• What needs to be done
Write out each of the lines below word for word, with every character and space unchanged.
:::::
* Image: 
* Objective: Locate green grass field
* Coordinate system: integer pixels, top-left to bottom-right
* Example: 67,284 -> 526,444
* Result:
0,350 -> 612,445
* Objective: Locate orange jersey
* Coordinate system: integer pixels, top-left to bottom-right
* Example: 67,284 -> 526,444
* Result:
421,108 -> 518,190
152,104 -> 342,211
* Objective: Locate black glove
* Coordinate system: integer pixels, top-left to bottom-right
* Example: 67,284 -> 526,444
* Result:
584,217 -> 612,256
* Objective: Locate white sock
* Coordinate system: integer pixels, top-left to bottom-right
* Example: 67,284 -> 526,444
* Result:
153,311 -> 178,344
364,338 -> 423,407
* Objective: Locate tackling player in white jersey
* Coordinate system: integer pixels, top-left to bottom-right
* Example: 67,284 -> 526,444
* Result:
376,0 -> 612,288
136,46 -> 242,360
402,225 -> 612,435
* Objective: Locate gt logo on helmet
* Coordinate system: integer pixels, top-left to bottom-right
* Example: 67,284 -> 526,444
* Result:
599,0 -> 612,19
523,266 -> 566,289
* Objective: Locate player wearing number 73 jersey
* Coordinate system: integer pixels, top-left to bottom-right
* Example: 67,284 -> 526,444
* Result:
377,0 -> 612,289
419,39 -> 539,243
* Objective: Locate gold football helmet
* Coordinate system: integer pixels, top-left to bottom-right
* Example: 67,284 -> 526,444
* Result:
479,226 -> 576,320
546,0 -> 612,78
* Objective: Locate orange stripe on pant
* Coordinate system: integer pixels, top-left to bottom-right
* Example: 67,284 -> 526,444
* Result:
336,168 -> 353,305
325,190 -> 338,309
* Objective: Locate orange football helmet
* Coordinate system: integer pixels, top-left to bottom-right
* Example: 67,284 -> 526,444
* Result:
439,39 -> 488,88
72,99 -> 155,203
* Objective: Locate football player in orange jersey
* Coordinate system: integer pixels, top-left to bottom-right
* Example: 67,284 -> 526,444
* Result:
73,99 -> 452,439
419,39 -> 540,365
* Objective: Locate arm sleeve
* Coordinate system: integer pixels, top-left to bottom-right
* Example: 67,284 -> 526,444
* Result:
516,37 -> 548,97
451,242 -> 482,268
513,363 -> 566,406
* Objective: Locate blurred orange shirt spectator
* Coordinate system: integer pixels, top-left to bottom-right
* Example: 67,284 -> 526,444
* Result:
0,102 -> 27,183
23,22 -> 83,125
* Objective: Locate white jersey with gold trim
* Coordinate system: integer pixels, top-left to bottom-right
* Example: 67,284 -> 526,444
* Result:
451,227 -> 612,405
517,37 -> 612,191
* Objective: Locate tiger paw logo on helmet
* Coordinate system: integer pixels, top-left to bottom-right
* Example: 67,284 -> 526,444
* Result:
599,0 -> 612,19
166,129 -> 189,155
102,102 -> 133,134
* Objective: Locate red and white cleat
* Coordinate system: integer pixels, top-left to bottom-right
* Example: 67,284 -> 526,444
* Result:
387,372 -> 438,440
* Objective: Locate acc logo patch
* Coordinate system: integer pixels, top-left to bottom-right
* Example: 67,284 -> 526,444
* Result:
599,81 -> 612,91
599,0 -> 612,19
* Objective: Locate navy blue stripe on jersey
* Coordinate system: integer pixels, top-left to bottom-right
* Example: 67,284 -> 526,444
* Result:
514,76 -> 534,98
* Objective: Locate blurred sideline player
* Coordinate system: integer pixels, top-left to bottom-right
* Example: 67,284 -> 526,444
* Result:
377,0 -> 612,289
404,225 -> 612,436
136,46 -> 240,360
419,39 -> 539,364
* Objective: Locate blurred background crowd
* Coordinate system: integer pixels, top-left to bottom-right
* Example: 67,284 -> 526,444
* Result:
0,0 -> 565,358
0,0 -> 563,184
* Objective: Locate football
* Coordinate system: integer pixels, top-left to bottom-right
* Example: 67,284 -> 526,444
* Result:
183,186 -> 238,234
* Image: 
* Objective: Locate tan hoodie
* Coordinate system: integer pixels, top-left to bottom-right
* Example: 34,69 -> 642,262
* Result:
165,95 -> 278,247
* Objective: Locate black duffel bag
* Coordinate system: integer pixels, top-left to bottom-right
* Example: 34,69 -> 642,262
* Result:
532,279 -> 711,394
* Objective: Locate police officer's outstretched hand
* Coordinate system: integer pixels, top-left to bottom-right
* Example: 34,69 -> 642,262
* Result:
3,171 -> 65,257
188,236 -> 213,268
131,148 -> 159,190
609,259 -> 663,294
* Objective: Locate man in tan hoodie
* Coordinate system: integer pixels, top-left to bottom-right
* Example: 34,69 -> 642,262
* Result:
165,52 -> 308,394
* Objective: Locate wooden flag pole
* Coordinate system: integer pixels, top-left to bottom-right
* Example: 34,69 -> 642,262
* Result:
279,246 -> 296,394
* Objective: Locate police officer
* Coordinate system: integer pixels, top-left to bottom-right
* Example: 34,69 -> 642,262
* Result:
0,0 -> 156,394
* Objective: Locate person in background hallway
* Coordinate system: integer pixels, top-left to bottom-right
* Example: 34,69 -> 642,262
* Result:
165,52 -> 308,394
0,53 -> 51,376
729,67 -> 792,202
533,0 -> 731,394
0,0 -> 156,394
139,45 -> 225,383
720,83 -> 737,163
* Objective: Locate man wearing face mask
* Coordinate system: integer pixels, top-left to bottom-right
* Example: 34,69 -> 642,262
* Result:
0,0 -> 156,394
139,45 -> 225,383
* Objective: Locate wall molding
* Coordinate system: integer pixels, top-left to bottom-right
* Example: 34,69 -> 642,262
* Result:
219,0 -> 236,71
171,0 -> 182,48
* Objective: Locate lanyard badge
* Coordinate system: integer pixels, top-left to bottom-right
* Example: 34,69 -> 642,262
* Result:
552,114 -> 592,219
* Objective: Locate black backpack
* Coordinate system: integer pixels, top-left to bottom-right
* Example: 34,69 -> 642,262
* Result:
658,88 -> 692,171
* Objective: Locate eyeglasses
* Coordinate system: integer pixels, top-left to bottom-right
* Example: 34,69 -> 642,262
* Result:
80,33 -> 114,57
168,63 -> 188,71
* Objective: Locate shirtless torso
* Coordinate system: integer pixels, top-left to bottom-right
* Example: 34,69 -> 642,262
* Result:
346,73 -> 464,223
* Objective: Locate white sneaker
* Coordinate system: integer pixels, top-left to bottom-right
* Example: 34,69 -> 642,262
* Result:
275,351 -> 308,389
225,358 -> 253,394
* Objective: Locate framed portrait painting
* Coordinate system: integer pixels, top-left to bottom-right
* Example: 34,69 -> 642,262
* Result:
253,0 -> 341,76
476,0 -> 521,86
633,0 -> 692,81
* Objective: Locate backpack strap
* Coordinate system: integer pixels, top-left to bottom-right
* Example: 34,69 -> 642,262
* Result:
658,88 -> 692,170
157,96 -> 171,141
:::::
• The response
* Image: 
* Objective: Locate green grass field
* Coordinate system: integer pixels, top-left to bottom-right
* Example: 67,284 -> 526,444
* Result:
0,350 -> 612,445
* Objective: Locate orange jersey
* Coordinate system: integer pixels, top-left to bottom-right
* Example: 67,284 -> 526,444
* Result:
421,108 -> 518,190
152,104 -> 342,211
* Objective: Locate black glove
* Coordinate system: integer pixels, top-left to bottom-right
* Example: 67,284 -> 526,444
* Result:
584,217 -> 612,256
* Objective: Locate white sock
* Coordinate system: integer pixels, top-left to bottom-right
* Example: 67,284 -> 526,444
* Result:
153,311 -> 178,344
364,338 -> 423,407
* Objective: Locate tackling player in white jersey
* Coordinate system: integer pixels, top-left to bottom-right
* Example: 67,284 -> 526,444
* Result:
376,0 -> 612,288
136,46 -> 242,360
402,225 -> 612,435
* Objective: Locate gt logo on helmet
* Coordinate system: integer pixels, top-left to bottom-right
* Example: 67,284 -> 526,444
* Result:
599,0 -> 612,19
523,266 -> 566,289
* Objective: Locate player wearing number 73 jersey
* Coordinate system: integer pixels, top-left to bottom-right
* Example: 67,284 -> 526,444
* Result:
377,0 -> 612,289
419,39 -> 539,243
* Objective: Locate gold football helmet
* Coordinate system: integer pixels, top-left to bottom-right
* Example: 67,284 -> 526,444
* Result:
479,226 -> 576,320
546,0 -> 612,78
* Objective: Locate orange stripe on pant
* Coordinate system: integer pixels, top-left to bottom-right
* Example: 67,284 -> 526,444
* Result:
336,168 -> 353,305
325,190 -> 338,309
* Objective: Locate orange football helmet
* Coordinate system: integer pixels, top-left to bottom-right
* Example: 67,284 -> 526,444
* Result:
439,39 -> 488,88
72,99 -> 155,203
* Objective: Locate football player in orange jersey
* Coordinate system: integer pixels, top-left to bottom-right
* Example: 67,284 -> 526,444
* Result:
73,99 -> 452,439
419,39 -> 540,365
* Objective: Locate arm sleeve
* Coordinate system: integer pixels, top-left to bottom-right
* Example: 67,284 -> 526,444
* Result:
516,37 -> 548,97
451,242 -> 482,268
513,363 -> 566,406
* Objective: Locate blurred orange shirt spectator
* Coordinate system: integer pixels, top-left to bottom-right
* Example: 67,284 -> 526,444
* Result:
0,102 -> 27,183
23,22 -> 83,125
* Objective: Locate white jersey with gold trim
* Coordinate system: integer pixels, top-left to bottom-right
* Example: 67,284 -> 526,444
* Result:
451,227 -> 612,405
517,37 -> 612,191
* Objective: Locate tiger paw logo on helmet
* Coordinate system: integer pixels, top-left to bottom-right
* Example: 67,284 -> 526,444
* Result:
599,0 -> 612,19
166,129 -> 189,155
102,102 -> 133,134
* Objective: Locate red and white cleat
* Coordinate system: integer pixels, top-left to bottom-right
* Example: 67,284 -> 526,444
* Result:
387,372 -> 438,440
* Objective: Locate acc logo patch
* Coordinate system: integer pixels, top-left to bottom-right
* Example: 67,284 -> 526,444
* Result:
599,81 -> 612,91
599,0 -> 612,19
* Objective: Locate navy blue stripe on jersey
* Coordinate system: integer pixels, top-left to bottom-right
* Example: 67,284 -> 526,444
* Result:
514,76 -> 534,98
* Objective: Locate blurred sideline player
* Coordinate system: integer pixels, top-left to bottom-right
* Example: 67,284 -> 526,444
* Result:
377,0 -> 612,289
404,225 -> 612,436
136,46 -> 240,360
419,39 -> 539,364
* Objective: Locate blurred background crowd
* Coordinate system: integer pixels, top-left to bottom-right
* Example: 67,284 -> 526,444
* Result:
0,0 -> 565,358
0,0 -> 563,184
* Objective: Locate football
* Coordinate system: integer pixels, top-left to bottom-right
* Example: 67,284 -> 526,444
* Result:
183,186 -> 238,234
* Image: 
* Objective: Locate tan hoodie
* Coordinate system: integer pixels, top-left to bottom-right
* Example: 34,69 -> 642,262
* Result:
165,95 -> 278,247
* Objective: Locate black duffel bag
* Coordinate system: integer pixels, top-left to bottom-right
* Example: 34,69 -> 642,262
* Result:
532,279 -> 711,394
* Objective: Locate police officer's outstretched hand
* Coordinate system: integer pixels, top-left to bottom-right
* Example: 34,69 -> 642,262
* Result:
3,171 -> 65,257
188,236 -> 213,268
131,148 -> 159,190
609,259 -> 663,294
* Objective: Locate man in tan hoodie
* Coordinate system: integer pixels, top-left to bottom-right
* Example: 34,69 -> 642,262
* Result:
165,52 -> 308,394
* Objective: Locate wooden flag pole
* Coordinate system: integer pixels, top-left to bottom-right
* Example: 34,69 -> 642,262
* Result:
279,246 -> 296,394
* Objective: Locate police officer
* Coordinate system: integer pixels, top-left to bottom-right
* Example: 34,69 -> 642,262
* Result:
0,0 -> 156,394
* Objective: Locate person in background hallway
* Coordinate system: integer pixels, top-left to bottom-right
* Example: 34,69 -> 642,262
* Result:
165,52 -> 308,394
0,53 -> 51,376
729,67 -> 792,202
533,0 -> 731,394
0,0 -> 156,394
139,45 -> 225,383
720,83 -> 737,163
* Objective: Locate man wearing face mask
* Coordinate system: integer pixels, top-left to bottom-right
* Example: 34,69 -> 642,262
* Result:
0,0 -> 156,394
139,45 -> 225,383
* Objective: Locate wall molding
* Coordinate system: integer pixels, top-left to bottom-right
* Example: 34,69 -> 642,262
* Result:
219,0 -> 236,71
171,0 -> 182,48
* Objective: Locate lanyard badge
* Coordinate system: integer pixels, top-left to bottom-right
* Example: 34,69 -> 642,262
* Result:
552,114 -> 592,219
* Objective: Locate black backpack
* Coordinate system: integer pixels, top-left to bottom-right
* Example: 34,69 -> 642,262
* Result:
658,88 -> 692,171
* Objective: Locate eyeglasses
* Coordinate system: integer pixels, top-left to bottom-right
* Example: 34,69 -> 642,262
* Result:
80,33 -> 114,57
168,63 -> 188,71
* Objective: Locate shirtless torso
* Coordinate system: integer pixels, top-left to bottom-right
* Example: 34,69 -> 642,262
* Result:
346,73 -> 464,223
* Objective: Locate white sneaker
* Coordinate system: integer pixels, top-left to bottom-right
* Example: 34,69 -> 642,262
* Result:
275,351 -> 308,389
225,358 -> 253,394
* Objective: Locate framed portrait painting
* Coordinate system: integer pixels, top-left to bottom-right
* Example: 34,69 -> 642,262
* Result:
253,0 -> 341,76
476,0 -> 521,86
633,0 -> 692,81
* Objective: Locate backpack strap
* Coordinate system: integer pixels, top-left to bottom-right
* Example: 34,69 -> 642,262
* Result:
658,88 -> 692,170
157,96 -> 171,141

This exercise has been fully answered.